**Objective**
Starting at the beginning of the records and going through the line with "[[425, 204], [24, 230]]", rename "hillside" to "grassy hillside" and give those lines back with nothing else altered. Return only those lines.

**Data shown**

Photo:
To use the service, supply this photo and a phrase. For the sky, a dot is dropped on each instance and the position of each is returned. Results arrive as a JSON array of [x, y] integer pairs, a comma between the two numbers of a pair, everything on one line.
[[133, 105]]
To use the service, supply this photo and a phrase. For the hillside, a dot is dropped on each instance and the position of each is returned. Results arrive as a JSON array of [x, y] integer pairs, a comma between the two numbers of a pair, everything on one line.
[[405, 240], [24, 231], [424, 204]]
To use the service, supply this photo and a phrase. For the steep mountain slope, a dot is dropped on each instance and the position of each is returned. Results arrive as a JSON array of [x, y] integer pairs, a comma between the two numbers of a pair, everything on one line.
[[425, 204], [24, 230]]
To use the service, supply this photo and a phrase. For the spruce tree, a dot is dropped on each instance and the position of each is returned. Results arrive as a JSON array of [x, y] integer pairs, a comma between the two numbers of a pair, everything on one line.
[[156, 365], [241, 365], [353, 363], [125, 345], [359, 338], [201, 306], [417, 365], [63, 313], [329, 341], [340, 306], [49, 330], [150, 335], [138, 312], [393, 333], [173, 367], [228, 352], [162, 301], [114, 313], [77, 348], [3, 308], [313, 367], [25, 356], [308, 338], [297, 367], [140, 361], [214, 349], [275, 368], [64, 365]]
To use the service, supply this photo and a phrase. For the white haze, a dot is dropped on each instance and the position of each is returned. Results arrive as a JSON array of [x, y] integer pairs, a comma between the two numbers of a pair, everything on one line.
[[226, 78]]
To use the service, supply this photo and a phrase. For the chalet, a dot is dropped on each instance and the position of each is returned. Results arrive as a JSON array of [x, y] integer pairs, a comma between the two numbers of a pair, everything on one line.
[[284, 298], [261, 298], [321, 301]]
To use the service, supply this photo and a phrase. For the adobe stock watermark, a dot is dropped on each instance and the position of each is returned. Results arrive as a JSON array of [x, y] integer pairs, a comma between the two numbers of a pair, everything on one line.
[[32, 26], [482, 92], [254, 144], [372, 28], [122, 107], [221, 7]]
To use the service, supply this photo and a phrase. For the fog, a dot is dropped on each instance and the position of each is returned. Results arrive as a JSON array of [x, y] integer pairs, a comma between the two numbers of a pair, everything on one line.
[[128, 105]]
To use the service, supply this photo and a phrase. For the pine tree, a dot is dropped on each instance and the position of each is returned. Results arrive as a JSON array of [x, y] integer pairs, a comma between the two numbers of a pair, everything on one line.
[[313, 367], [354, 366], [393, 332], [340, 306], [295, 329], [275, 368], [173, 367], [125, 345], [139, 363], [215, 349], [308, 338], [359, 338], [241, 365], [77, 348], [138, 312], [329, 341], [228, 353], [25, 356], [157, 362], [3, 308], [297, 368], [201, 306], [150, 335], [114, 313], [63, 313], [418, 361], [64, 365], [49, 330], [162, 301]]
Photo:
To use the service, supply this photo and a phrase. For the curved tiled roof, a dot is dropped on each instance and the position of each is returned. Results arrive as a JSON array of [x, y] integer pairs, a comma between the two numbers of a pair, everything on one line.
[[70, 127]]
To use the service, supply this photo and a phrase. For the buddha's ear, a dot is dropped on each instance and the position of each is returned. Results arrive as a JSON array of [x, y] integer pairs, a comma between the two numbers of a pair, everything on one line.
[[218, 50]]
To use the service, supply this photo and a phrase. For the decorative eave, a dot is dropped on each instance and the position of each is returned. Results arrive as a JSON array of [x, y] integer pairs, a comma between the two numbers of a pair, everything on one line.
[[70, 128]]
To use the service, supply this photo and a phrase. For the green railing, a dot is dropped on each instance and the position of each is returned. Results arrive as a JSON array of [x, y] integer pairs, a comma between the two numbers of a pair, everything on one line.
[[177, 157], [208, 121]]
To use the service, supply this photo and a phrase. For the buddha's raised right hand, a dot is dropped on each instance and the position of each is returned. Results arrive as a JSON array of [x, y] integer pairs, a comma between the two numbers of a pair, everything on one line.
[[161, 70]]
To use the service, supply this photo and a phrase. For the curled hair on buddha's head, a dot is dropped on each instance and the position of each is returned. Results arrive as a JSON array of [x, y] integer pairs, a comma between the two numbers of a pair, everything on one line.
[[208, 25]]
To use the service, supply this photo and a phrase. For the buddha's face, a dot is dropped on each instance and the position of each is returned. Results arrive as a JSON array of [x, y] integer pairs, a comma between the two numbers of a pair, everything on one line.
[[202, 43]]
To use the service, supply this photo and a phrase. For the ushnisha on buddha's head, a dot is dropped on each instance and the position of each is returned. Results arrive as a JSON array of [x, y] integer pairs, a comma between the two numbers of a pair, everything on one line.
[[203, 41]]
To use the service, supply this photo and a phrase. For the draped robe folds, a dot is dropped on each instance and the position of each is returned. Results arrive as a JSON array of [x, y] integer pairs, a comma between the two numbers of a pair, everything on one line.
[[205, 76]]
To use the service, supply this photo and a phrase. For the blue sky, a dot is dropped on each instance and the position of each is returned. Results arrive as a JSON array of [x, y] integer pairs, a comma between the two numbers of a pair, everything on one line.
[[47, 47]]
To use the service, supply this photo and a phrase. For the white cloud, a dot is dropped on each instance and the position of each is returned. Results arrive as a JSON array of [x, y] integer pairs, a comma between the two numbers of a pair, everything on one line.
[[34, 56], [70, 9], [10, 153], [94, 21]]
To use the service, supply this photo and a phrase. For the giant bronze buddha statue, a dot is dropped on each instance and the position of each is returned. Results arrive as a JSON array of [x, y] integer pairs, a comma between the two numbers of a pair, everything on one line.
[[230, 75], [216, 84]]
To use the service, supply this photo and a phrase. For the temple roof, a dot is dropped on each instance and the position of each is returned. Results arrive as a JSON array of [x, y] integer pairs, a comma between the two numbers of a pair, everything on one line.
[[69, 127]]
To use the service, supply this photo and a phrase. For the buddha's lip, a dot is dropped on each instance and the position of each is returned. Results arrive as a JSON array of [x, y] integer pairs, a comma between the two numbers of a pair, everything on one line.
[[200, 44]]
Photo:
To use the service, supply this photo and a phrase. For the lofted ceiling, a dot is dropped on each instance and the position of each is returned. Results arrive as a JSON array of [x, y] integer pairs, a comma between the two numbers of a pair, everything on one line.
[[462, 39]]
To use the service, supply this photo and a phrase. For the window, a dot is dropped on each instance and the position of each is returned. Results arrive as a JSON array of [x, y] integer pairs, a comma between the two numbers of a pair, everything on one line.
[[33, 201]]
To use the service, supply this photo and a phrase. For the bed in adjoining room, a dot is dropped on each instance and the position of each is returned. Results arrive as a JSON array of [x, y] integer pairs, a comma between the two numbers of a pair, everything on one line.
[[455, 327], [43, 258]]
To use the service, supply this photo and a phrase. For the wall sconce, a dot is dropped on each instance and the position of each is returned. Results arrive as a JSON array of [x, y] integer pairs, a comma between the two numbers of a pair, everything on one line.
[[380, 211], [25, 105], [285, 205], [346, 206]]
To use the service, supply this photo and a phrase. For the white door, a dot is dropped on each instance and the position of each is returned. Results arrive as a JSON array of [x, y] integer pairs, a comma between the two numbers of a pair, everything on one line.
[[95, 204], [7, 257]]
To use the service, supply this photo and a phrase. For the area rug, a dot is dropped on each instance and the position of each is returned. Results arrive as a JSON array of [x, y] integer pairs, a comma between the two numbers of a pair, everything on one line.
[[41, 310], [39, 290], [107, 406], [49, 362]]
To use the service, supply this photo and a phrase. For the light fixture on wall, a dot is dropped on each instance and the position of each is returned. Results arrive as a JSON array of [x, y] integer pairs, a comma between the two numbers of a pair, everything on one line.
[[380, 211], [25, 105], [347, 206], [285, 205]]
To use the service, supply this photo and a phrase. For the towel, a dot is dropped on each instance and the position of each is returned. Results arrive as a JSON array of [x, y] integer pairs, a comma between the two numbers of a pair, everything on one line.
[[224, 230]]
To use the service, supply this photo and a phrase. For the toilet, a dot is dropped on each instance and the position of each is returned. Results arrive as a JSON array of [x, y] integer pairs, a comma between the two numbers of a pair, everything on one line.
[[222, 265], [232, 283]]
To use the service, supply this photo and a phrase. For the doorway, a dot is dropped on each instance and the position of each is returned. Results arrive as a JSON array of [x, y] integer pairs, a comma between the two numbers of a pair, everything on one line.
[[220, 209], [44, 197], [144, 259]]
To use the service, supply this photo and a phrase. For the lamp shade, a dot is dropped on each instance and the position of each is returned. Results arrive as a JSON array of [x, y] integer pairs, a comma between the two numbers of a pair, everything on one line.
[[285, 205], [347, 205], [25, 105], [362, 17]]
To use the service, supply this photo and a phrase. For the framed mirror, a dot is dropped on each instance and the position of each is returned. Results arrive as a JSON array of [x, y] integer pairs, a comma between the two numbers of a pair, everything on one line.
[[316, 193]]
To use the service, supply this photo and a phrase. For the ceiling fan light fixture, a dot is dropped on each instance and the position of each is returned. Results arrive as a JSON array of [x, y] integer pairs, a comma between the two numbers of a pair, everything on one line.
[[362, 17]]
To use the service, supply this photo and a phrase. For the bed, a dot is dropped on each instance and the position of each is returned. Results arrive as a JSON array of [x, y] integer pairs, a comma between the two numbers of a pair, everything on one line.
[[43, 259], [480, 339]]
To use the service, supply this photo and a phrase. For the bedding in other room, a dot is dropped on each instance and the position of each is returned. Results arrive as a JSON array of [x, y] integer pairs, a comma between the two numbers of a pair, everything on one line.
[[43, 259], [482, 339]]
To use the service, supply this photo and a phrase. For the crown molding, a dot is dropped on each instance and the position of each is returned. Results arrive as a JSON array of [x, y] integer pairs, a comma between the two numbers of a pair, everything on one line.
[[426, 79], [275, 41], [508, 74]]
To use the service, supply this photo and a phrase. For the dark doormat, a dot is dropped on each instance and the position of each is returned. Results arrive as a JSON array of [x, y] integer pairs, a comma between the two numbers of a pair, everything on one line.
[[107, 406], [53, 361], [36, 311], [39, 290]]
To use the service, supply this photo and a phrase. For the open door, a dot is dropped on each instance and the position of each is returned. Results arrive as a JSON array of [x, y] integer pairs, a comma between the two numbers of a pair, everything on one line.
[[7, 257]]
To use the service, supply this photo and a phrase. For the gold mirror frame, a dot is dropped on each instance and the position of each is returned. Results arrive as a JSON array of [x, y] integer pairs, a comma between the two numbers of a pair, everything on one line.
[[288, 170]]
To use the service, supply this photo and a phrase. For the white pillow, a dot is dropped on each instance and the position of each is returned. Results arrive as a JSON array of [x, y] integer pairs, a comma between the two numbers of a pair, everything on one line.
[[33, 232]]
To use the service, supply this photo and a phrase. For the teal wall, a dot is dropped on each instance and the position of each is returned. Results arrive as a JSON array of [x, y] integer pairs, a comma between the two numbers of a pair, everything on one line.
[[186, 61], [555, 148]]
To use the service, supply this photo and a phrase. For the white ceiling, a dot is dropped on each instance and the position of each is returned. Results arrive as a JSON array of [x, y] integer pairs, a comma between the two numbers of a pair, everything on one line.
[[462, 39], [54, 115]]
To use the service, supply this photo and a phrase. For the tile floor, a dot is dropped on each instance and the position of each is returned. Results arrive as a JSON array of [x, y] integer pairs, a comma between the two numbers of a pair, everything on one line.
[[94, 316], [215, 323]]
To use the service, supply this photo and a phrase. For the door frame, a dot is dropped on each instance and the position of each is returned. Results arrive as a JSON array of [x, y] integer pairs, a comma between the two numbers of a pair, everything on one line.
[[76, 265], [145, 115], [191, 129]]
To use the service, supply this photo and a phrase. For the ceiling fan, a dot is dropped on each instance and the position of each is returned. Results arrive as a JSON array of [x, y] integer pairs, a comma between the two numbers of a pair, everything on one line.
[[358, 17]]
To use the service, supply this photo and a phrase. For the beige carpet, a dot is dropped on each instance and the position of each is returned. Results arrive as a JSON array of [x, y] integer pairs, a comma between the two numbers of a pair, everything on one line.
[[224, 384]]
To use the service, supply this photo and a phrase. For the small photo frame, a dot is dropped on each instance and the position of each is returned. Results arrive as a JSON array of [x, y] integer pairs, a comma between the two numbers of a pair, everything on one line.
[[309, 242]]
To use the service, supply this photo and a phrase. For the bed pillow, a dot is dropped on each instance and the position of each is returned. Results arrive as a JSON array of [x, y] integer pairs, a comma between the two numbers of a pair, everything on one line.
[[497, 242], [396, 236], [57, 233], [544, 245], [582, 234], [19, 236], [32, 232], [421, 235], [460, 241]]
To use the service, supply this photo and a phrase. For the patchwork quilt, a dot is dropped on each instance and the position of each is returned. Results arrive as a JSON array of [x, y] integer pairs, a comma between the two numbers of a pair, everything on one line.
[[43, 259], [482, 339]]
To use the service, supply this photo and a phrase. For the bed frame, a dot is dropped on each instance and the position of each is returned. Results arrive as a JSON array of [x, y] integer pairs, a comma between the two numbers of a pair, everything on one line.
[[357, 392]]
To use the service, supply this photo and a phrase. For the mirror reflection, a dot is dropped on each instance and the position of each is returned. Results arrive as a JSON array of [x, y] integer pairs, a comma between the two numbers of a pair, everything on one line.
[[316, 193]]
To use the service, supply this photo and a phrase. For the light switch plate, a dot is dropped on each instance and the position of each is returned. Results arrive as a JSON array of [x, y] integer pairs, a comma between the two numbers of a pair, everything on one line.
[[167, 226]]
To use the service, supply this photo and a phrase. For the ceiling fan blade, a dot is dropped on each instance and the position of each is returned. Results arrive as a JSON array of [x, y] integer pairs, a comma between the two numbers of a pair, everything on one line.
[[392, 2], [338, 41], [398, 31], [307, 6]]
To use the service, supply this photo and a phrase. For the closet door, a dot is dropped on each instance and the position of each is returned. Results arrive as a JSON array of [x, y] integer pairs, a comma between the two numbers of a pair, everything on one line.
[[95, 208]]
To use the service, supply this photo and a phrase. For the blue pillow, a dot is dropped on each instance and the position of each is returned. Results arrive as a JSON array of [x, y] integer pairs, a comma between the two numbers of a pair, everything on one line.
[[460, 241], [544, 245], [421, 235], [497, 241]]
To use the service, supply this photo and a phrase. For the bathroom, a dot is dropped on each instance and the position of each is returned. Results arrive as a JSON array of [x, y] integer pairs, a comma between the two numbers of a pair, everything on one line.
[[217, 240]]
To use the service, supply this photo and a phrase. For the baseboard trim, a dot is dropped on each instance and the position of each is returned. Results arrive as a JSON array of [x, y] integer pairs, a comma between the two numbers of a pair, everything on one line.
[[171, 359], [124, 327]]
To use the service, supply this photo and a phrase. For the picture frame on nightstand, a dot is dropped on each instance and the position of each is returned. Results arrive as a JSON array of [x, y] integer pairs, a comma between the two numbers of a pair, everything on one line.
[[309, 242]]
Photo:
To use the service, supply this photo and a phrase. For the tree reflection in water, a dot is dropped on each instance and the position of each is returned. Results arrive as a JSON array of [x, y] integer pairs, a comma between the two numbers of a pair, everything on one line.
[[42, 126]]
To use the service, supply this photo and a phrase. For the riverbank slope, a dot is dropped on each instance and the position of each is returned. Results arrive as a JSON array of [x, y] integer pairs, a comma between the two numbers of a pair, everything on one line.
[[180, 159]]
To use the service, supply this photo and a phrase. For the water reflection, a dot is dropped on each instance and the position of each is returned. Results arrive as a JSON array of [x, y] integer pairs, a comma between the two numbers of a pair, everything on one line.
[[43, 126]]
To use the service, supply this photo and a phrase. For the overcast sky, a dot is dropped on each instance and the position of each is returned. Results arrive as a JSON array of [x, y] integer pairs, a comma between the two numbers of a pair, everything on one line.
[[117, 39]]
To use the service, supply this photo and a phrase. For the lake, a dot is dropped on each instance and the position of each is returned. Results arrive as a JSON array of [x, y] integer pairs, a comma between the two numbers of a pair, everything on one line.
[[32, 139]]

**Full output**
Photo:
To use the service, supply this photo and a phrase. For the sky, a dot is dropped on each instance and the position of each is returned. Results arrive as a JSON array of [x, y] integer pairs, a comma between the two numbers of a pair, everything on one line.
[[133, 105]]
To use the service, supply this photo and a phrase. For the grassy hillside, a dot is dropped on each instance and the position of each is returned. Results arrive as a JSON array of [x, y] integer pairs, a comma between the two numbers of a pair, everything on one line.
[[405, 240], [24, 231], [424, 204]]
To use the service, supply this photo and a phrase. For the steep mountain slope, a dot is dropped on each instance and the position of each is returned. Results arrive as a JSON array of [x, y] integer pairs, a comma between the two numbers of a pair, everything on one line.
[[425, 204], [24, 230]]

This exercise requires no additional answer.